>> Start
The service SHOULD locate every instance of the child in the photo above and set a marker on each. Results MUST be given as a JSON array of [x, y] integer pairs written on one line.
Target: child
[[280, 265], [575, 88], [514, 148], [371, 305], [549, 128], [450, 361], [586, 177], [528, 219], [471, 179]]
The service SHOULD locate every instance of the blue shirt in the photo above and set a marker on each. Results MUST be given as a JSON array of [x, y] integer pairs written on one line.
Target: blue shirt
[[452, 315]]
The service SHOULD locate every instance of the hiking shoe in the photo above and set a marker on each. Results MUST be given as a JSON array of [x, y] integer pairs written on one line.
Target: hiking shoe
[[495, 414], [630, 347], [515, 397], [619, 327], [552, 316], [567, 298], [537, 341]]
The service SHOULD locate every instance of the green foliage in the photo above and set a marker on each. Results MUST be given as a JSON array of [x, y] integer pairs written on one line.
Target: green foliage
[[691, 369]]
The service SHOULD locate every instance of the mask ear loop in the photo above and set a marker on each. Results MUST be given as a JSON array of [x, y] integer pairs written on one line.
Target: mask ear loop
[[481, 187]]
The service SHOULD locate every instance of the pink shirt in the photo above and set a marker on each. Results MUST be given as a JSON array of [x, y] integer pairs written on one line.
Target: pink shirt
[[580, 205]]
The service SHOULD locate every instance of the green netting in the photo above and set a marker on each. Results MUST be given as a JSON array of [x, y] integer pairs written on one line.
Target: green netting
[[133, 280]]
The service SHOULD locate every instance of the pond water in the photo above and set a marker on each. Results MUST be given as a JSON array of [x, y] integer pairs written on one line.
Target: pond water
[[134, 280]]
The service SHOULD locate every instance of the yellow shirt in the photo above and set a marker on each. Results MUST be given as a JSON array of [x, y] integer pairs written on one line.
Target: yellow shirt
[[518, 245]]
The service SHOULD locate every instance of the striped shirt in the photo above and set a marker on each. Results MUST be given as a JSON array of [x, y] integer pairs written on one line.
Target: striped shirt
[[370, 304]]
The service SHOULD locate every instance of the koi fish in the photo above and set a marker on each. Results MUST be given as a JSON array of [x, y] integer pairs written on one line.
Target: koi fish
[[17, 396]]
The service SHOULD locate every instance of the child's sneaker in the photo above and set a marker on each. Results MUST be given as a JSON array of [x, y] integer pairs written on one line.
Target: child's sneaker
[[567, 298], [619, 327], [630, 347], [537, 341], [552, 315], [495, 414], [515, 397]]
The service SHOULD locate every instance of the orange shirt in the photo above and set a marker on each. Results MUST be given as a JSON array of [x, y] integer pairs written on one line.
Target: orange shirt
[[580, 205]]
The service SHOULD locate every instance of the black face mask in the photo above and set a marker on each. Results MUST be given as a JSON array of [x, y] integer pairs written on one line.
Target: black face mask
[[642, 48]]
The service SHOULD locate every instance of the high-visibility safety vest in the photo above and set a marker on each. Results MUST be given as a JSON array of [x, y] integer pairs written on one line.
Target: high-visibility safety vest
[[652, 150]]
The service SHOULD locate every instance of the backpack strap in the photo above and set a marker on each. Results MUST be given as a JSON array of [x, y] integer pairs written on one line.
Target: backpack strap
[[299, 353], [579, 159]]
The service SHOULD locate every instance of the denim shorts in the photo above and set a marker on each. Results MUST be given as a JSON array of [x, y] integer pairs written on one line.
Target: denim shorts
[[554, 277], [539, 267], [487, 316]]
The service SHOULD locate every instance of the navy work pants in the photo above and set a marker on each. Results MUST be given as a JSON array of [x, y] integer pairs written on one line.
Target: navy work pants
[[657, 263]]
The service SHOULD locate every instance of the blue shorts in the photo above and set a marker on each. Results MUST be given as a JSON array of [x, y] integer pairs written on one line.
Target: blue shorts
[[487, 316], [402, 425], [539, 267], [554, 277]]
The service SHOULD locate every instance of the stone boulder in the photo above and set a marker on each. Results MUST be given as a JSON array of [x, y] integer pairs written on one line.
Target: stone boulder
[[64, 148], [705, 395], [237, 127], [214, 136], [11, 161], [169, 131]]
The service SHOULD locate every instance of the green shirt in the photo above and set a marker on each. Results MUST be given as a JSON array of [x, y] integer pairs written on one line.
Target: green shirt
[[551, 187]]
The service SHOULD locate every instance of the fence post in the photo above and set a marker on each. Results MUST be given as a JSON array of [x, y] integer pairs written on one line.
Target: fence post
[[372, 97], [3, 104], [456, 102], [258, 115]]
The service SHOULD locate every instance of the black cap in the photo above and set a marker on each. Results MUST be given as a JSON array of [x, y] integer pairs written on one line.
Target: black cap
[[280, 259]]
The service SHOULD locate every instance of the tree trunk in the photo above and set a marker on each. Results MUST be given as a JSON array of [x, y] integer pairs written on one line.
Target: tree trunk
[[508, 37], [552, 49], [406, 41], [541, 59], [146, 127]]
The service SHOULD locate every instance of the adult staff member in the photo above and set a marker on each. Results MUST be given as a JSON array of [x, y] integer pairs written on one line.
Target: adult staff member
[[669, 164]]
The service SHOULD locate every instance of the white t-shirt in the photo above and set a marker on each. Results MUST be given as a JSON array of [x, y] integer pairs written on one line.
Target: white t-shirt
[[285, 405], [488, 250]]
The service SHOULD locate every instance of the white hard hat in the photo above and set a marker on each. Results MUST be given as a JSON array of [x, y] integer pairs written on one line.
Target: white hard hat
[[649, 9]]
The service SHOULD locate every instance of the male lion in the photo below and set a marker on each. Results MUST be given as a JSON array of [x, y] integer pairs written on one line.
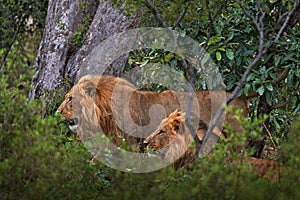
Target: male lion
[[113, 106], [172, 139]]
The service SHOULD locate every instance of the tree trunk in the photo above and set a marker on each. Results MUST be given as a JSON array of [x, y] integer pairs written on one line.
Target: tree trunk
[[73, 29]]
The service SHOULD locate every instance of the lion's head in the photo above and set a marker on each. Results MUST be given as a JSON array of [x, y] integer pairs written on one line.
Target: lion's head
[[79, 105], [172, 139]]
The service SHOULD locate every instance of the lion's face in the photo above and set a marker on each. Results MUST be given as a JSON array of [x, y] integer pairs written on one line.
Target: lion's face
[[167, 131], [77, 103]]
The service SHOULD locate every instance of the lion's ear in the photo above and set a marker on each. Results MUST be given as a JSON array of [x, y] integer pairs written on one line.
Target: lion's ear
[[177, 123], [90, 89]]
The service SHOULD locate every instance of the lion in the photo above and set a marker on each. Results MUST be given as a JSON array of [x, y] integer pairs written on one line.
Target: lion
[[113, 106], [172, 140]]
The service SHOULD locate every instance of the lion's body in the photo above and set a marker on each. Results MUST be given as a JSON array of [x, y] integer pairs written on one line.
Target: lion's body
[[172, 139], [115, 107]]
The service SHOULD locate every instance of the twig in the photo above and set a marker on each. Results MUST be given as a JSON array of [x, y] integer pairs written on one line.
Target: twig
[[270, 136], [182, 15], [156, 15]]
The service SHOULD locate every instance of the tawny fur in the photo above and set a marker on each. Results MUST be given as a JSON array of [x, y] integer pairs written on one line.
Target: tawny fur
[[173, 139], [93, 104]]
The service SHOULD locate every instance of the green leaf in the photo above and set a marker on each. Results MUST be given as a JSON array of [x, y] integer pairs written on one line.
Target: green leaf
[[229, 54], [261, 90], [218, 55], [269, 86], [205, 59], [269, 98]]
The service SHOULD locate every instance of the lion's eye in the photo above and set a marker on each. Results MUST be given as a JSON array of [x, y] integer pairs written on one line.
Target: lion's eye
[[70, 99]]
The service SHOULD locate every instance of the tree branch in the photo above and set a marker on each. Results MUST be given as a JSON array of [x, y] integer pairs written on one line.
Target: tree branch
[[156, 15], [190, 71], [296, 91], [261, 52], [183, 14]]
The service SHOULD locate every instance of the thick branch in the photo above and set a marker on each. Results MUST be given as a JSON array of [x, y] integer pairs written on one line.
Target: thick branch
[[156, 15], [296, 91]]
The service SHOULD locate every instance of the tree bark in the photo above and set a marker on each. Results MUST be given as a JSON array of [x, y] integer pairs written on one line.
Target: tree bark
[[59, 57]]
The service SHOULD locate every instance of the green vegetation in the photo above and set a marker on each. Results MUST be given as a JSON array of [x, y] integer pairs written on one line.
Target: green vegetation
[[41, 159]]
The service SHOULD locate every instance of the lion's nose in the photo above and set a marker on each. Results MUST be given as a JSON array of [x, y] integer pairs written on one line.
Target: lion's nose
>> End
OBJECTIVE –
Recast the material into a Markdown table with the columns Row and Text. Start at the line with "The service SHOULD locate every instance of the lion's head" and continue through the line with "[[167, 131], [77, 103]]", including both. Give each line a row number and leave out blank lines.

ANSWER IN FULL –
| Row | Text |
|---|---|
| 1 | The service SHOULD locate every instance of the lion's head in the photo above and set a marker on each. Results MUST be given as a JSON array of [x, y] integer pairs written on one line. |
| 2 | Target: lion's head |
| 3 | [[79, 105], [172, 139]] |
| 4 | The service SHOULD locate every instance of the lion's face in the photo above and set a marker on each. Results MUST be given as a JSON array of [x, y] integer pairs written on one line. |
| 5 | Target: lion's face |
| 6 | [[167, 131], [77, 103]] |